INSTRUCTION:
In the email below, what does its writer say has proven extremely difficult to crack from an automated reasoning perspective?

TEXT SHOWN:
:::::
RE: [OEP] Scope - (was philosophy of SWBPD (was Re: [OPEN] and/or [PORT] : a practical question))

Reasoning with inconsistency and changing information may be necessary
for the success of the Semantic Web, but has proven extremely difficult
to crack, from an automated reasoning perspective in the researchy
community. If there is no reasoning being done, then why is there a need
for a language like OWL?
 
Is there enough experience to report on best practice on these
Web-specific issues?

    * Ability to be distributed across many systems
    * Scalable to Web needs
    * Compatible with Web standards for accessibility and
internationalization.
    * Open and extensible
 
The issue of handling ontologies which are build by linking to and
importing other ontologies is an important one. There are are a lot of
challenging research issues there, is there any best practice?
 
Whether something is research or practice is orthogonal to whether it is
related to the Semantic Web. The latter was the point I was addressing.
I agree that this WG will struggle with this important [former] issue.
 
Mike
 
 
-----Original Message-----
From: public-swbp-wg-request@w3.org
[mailto:public-swbp-wg-request@w3.org]On Behalf Of Jim Hendler
Sent: Monday, April 05, 2004 2:09 PM
To: Uschold, Michael F; Bernard Vatant; SWBPD
Subject: RE: [OEP] Scope - (was philosophy of SWBPD (was Re: [OPEN]
and/or [PORT] : a practical question))
 
[snipping]...
 
At 12:52 -0700 4/5/04, Uschold, Michael F wrote:
> -----Original Message-----
>From:  Jim Hendler [mailto:hendler@cs.umd.edu]
 
>
>Ahhh - the root of a lot of our disagreements becomes clear -- in my
>world view, reasoners are not likley to be a major force on the Sem
>Web, and those that are are not likely to last very long if they
>cannot handle inconsistency -- I won't make the argument here, I've
>done it lots of times in many other forums and in print (see my talk
>at ISWC last year [1] for one example) -- thus, I think that the
>claim "being able to prove anything at all" is clearly just plain
>ridiculous for any tool that has any chance of working on the Web.
:::::
RECORDED DATA:
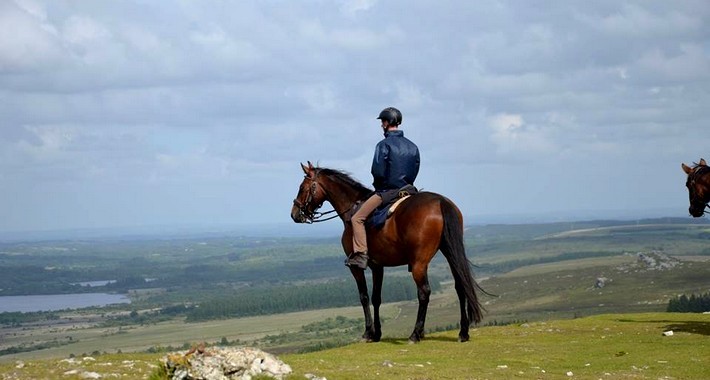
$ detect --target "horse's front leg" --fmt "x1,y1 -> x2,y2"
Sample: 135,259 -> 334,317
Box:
:::::
REPLY TO THE TASK:
Reasoning with inconsistency and changing information.